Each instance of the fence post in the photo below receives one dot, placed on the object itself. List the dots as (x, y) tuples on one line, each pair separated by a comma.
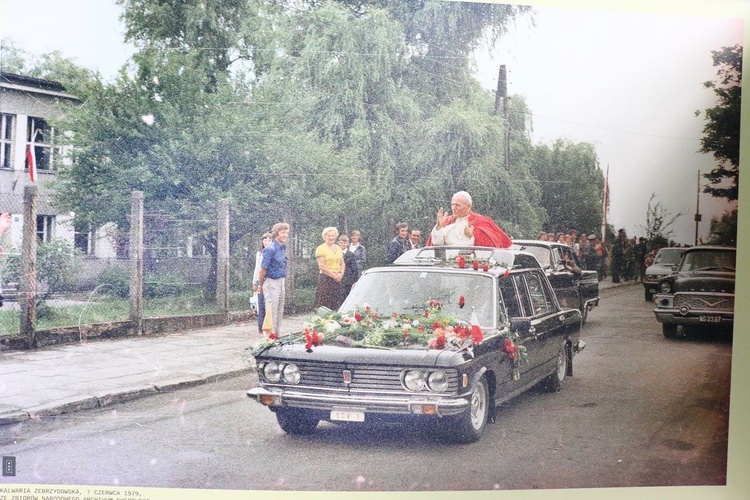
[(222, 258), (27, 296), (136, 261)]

==

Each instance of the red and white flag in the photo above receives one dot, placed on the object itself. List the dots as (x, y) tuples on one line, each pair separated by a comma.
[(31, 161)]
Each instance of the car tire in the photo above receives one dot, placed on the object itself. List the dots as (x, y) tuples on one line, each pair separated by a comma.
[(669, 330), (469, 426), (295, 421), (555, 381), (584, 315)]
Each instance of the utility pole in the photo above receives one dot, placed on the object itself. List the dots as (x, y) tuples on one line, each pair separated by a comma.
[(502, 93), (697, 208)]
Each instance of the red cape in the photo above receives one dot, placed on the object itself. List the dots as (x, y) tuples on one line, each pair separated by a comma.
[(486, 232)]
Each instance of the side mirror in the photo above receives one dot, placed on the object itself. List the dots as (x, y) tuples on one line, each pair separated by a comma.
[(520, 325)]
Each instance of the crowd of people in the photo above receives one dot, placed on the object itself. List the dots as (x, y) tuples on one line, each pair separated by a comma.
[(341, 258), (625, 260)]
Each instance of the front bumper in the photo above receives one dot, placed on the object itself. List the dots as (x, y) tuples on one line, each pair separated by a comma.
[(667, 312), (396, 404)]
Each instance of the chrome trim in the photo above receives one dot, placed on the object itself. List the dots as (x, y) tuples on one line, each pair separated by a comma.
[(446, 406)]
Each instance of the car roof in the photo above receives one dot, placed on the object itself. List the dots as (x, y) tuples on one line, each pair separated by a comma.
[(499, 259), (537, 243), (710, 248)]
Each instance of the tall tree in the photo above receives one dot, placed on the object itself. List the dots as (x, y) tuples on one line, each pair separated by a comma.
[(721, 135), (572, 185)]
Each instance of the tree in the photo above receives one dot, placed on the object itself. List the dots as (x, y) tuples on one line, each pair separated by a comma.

**EXERCISE REQUIREMENTS:**
Your answer should consist of the lines from the line with "Each instance of the tall" to the line with "Each instance of the tree" above, repeated exactly, both ends included.

**RESULT OF THIS TASK:**
Each instance of the tall tree in the photo above receives one dot, placed on the object itself. List the dots as (x, y) tuples on one line, each pair separated by a comma.
[(721, 135), (572, 185)]
Each instance of the tree in the photo above receives one dot, placed on the object itself. List the dots as (x, y) tuples on one line, each pair separated by a comma.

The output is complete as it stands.